Start of ENTRIES

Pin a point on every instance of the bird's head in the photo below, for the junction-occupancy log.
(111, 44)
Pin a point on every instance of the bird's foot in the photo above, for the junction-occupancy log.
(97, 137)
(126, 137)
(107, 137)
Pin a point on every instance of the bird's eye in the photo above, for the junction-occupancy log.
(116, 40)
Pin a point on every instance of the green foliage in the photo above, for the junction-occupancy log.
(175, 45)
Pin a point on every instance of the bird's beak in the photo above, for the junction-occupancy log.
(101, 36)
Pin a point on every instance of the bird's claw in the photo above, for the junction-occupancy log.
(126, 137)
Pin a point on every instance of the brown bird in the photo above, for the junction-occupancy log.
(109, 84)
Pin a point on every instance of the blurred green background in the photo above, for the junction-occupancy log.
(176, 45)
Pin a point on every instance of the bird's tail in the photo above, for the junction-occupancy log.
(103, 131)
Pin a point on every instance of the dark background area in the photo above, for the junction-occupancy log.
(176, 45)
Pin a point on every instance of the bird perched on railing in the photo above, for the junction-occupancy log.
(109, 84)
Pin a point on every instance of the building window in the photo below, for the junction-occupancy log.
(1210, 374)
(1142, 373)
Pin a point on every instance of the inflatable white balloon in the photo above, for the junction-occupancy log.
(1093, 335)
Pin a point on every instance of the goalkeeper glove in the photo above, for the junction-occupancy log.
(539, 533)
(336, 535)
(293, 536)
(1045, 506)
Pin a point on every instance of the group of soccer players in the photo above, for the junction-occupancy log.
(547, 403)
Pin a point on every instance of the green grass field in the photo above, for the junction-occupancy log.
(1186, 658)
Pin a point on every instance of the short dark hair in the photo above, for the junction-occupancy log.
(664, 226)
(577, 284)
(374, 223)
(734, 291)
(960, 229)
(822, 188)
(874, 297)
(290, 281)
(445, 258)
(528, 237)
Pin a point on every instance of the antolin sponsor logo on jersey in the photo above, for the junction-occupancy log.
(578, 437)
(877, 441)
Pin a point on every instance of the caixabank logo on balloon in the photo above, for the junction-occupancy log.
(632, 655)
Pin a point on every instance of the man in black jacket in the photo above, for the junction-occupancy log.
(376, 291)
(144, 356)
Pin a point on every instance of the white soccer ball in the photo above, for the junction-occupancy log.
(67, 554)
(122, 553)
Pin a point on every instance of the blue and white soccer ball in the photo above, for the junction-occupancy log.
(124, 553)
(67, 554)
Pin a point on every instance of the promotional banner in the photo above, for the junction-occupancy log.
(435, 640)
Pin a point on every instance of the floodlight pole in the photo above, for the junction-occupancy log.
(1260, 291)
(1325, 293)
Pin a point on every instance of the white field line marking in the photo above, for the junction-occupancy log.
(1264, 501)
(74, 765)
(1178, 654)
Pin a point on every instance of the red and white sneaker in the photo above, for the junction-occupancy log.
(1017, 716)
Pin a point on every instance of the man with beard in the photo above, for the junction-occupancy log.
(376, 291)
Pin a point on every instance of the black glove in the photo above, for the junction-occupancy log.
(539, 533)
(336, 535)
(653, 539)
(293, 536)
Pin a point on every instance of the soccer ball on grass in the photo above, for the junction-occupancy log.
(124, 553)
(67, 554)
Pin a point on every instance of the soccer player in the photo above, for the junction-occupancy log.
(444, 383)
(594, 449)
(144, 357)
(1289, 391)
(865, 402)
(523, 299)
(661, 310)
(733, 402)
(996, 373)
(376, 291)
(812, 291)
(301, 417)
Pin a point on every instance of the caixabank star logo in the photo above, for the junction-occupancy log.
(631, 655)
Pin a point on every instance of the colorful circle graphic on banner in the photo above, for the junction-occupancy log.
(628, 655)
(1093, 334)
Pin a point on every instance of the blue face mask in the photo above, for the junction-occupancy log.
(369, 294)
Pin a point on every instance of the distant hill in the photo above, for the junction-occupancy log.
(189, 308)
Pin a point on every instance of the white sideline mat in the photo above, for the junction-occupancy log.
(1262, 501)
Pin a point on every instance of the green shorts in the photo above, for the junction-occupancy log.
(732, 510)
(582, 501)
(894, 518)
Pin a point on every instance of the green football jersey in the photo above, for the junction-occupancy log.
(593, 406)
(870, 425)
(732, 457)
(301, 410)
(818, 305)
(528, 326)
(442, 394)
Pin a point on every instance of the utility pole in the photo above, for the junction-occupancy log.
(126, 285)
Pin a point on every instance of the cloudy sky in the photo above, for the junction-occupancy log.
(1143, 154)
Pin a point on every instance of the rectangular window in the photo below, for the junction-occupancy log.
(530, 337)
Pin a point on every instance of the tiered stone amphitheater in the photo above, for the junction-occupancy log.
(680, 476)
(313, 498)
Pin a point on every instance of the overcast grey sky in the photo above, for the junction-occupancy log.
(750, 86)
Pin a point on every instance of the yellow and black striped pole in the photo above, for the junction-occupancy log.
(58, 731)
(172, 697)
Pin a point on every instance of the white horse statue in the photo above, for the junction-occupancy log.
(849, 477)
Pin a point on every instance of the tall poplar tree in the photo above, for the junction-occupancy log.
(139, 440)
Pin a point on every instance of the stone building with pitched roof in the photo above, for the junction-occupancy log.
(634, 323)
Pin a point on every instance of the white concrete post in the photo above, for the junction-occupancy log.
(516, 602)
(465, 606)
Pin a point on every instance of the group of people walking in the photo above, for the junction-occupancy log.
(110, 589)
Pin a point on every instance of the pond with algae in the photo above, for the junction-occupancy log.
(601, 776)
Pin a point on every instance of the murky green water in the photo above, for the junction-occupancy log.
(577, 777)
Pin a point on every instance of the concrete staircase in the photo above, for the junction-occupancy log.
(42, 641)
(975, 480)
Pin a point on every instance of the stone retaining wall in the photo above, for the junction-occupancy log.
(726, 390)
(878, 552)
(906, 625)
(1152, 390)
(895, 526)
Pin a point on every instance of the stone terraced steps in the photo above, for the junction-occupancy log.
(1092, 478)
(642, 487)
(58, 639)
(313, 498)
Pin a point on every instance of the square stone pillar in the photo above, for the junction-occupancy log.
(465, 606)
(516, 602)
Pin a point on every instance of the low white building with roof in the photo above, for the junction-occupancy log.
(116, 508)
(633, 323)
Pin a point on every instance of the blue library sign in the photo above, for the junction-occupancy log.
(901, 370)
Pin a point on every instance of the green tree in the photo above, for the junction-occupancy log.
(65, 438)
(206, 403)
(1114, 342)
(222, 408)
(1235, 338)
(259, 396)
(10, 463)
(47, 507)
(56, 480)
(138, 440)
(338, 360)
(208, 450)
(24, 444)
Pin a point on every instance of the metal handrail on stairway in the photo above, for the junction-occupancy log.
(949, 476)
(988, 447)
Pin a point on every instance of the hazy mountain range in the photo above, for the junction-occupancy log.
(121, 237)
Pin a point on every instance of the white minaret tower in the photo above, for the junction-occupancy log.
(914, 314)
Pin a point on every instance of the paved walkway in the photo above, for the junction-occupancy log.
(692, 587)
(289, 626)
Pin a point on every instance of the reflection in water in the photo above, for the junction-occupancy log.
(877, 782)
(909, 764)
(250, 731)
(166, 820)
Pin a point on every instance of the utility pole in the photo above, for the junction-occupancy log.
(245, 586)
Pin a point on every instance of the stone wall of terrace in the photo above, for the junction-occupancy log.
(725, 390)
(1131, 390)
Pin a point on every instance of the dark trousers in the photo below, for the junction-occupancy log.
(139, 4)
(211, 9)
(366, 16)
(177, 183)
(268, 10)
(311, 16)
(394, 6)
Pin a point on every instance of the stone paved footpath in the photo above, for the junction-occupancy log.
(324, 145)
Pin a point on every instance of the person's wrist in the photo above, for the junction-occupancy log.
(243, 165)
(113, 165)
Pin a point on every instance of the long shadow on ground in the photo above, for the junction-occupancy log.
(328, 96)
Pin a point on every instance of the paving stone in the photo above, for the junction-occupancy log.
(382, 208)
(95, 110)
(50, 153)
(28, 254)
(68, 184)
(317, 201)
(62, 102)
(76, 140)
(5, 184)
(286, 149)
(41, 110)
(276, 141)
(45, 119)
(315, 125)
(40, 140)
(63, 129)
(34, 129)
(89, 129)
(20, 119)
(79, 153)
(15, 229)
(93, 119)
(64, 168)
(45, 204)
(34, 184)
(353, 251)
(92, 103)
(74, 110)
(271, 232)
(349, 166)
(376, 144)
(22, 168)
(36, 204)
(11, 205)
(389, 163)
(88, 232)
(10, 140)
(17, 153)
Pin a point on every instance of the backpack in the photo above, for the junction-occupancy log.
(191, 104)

End of ENTRIES

> [WORK TO DO]: Convert the rows above, from the line containing "Pin a point on every instance of the paving" through the last row, into a JSON list of strings with one string per line, leaving out blank lines.

> [FINISHED ANSWER]:
[
  "Pin a point on every instance of the paving stone in the photo above, for the junction-occupancy log.",
  "(382, 208)",
  "(95, 110)",
  "(50, 153)",
  "(28, 254)",
  "(68, 184)",
  "(317, 201)",
  "(62, 102)",
  "(76, 140)",
  "(5, 184)",
  "(286, 149)",
  "(41, 110)",
  "(276, 141)",
  "(45, 119)",
  "(315, 125)",
  "(40, 140)",
  "(63, 129)",
  "(34, 129)",
  "(89, 129)",
  "(20, 119)",
  "(79, 153)",
  "(15, 229)",
  "(93, 119)",
  "(64, 168)",
  "(45, 204)",
  "(34, 184)",
  "(353, 251)",
  "(92, 103)",
  "(74, 110)",
  "(271, 232)",
  "(349, 166)",
  "(376, 144)",
  "(22, 168)",
  "(36, 204)",
  "(11, 205)",
  "(389, 163)",
  "(88, 232)",
  "(10, 140)",
  "(17, 153)",
  "Pin a point on every instance of the backpack in the photo above, for the junction-occupancy log.",
  "(191, 104)"
]